YOUR INSTRUCTIONS
Can you reproduce every line of the records below word for word, leaving the pictures out of your answer?

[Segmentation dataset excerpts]
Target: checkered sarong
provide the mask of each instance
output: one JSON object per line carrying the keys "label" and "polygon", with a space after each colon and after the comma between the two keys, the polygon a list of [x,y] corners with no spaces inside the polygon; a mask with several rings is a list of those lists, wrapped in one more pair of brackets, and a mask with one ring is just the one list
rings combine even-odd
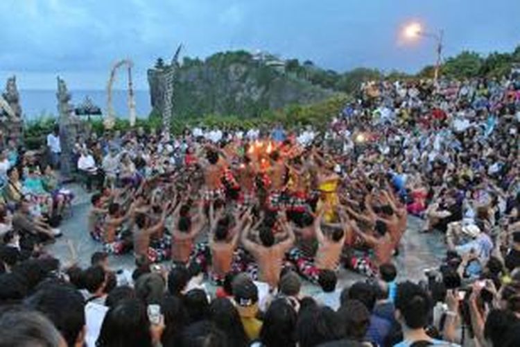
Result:
{"label": "checkered sarong", "polygon": [[202,191],[201,197],[206,203],[213,203],[216,200],[225,200],[225,192],[222,187],[215,189],[205,189]]}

CORRECT OUTPUT
Target: checkered sarong
provide the mask of each instance
output: one JSON object per line carrying the keys "label" and "polygon", with a space after each colon and after the comma between the two keys, the polygon a list of [x,y] corners with no spaces inside the polygon; a mask with several rings is a list of those lists, wrapped in one more pair of brackets, and a mask with one ring is just the one list
rings combine even-odd
Result:
{"label": "checkered sarong", "polygon": [[202,191],[201,197],[206,203],[213,203],[216,200],[225,200],[225,192],[222,187],[215,189],[205,189]]}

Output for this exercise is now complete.